The problem:
Your answer must repeat the full listing, line for line.

Provided material:

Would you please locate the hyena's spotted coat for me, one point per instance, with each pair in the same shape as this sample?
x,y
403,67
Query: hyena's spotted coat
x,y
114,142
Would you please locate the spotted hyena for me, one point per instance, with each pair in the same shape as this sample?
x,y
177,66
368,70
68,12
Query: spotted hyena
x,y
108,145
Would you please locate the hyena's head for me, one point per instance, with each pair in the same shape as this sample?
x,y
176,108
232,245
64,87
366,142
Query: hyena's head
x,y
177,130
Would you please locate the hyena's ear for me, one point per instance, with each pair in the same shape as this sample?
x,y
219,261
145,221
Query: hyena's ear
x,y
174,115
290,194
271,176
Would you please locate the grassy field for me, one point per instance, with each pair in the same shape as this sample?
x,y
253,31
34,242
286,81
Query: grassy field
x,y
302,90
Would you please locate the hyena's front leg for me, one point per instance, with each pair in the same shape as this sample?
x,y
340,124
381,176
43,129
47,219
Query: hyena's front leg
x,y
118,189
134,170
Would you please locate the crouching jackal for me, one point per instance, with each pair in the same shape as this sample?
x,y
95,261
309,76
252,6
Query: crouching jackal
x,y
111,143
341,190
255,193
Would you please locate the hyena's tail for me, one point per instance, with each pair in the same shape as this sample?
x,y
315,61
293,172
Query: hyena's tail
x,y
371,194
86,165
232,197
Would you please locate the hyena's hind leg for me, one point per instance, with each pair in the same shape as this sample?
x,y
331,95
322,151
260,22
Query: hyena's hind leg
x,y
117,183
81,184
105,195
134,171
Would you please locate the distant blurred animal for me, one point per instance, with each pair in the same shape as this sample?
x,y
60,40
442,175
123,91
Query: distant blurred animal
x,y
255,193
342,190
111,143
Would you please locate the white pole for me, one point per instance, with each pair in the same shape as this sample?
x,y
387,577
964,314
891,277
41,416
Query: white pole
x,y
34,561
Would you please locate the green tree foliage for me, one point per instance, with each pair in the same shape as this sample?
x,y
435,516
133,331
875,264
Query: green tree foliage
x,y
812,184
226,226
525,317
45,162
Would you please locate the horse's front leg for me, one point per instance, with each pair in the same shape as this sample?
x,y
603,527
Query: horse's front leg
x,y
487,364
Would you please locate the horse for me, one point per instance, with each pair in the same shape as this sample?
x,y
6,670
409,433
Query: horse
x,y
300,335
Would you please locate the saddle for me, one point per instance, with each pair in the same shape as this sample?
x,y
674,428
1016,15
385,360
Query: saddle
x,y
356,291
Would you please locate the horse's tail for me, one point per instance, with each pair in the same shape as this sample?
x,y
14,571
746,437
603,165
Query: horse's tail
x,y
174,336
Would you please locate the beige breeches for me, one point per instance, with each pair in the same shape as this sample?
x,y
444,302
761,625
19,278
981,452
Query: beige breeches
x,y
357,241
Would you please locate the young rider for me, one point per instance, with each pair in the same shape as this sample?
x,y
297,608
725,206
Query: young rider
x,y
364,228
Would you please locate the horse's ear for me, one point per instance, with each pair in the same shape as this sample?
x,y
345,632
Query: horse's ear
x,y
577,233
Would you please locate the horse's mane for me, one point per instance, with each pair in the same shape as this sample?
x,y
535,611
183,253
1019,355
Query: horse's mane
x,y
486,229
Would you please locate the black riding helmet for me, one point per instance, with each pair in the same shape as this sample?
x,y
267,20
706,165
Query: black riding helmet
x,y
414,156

Result:
Would you please locate the hyena's spotted coat for me, one point per instance, with each pair in the same shape as this sample?
x,y
403,67
Query: hyena's spotted coat
x,y
114,142
Would you please locate the spotted hyena for me, one point per instance, with each pair in the same shape as this sample?
x,y
177,66
368,70
68,12
Query: spotted hyena
x,y
108,145
Would you please locate the hyena's head for me, one point per instance, with each pair in the same shape as this sample?
x,y
176,108
232,245
64,87
366,142
Query: hyena's head
x,y
177,130
Would you please locate the hyena's ear for me, one point per instance, with each pair in the same shape as this sample?
x,y
219,261
145,221
Query: hyena's ear
x,y
174,115
290,194
271,176
Would you please locate the grassy field for me, one point per instance, with each pair in the same shape as this sample?
x,y
253,31
34,242
286,81
Query: grassy field
x,y
302,90
Would you please locate the hyena's front leg for me, one point per instance, with each pair in the same shape as this sample?
x,y
340,124
381,176
43,129
47,219
Query: hyena's front leg
x,y
118,189
134,170
Would you please locate the crouching jackal for me, one point per instance, with each pair in the same shape as this sample?
x,y
95,261
309,76
252,6
Query: crouching jackal
x,y
111,143
341,190
255,193
Would you please locate the hyena's tail for me, one point per instance, with each pair in the same shape as this sample?
x,y
315,61
293,172
Query: hyena's tail
x,y
371,194
86,165
232,197
Would you please locate the hyena's hind leg for me, one point per instance, with each pair in the same shape as this sample?
x,y
331,95
322,151
260,22
Query: hyena's hind leg
x,y
117,183
81,184
105,195
134,171
Would you please locate the distant blurred animal for me, one point per instance, with each pair in the same shape as this sample?
x,y
60,40
442,175
123,91
Query: distant blurred animal
x,y
255,193
342,190
111,143
Would you please locate the white pole for me, one point per instance, with each pair in the same shape as this sample?
x,y
387,577
964,314
891,277
41,416
Query: white pole
x,y
34,561
Would you please locate the green tree foliage for me, one point per instance, with each pair in the same shape as this sample?
x,y
435,516
133,331
875,264
Query: green tree foliage
x,y
812,184
226,226
525,317
45,162
Would you please locate the horse's front leg for me, one point per instance, with each pair in the same shape as this sample?
x,y
603,527
Query: horse's front leg
x,y
487,364
Would you please locate the horse for me, one point per instance, with each pair in the same shape as this sample?
x,y
6,670
409,433
Query: horse
x,y
300,335
Would you please locate the saddle for me, one point per instance, with each pair in the same shape as this sample?
x,y
674,428
1016,15
385,360
Query: saddle
x,y
356,291
Would you please locate the horse's tail for me, one point per instance, with each pair in the same shape as this sample?
x,y
14,571
746,437
603,165
Query: horse's tail
x,y
174,336
Would you please locate the beige breeches for me, one point per instance, with each pair in the same shape as this sample?
x,y
444,302
761,625
19,278
981,452
Query: beige breeches
x,y
357,241
Would you please locate the young rider for me, one point per instance, with each pair in the same shape as this sample?
x,y
297,608
725,206
Query: young rider
x,y
364,228
Would you please locate the horse's ear for me, one point per instance, with each pair in the same shape as this sample?
x,y
345,632
Query: horse's ear
x,y
577,233
Would you please locate the horse's mane for me, one point per instance, with each pair in the same shape as this sample?
x,y
535,611
183,253
1019,355
Query: horse's mane
x,y
486,229
Would you please locate the black riding helmet for me, one point per instance, with each pair in the same shape as this sample?
x,y
267,20
706,165
Query: black riding helmet
x,y
414,156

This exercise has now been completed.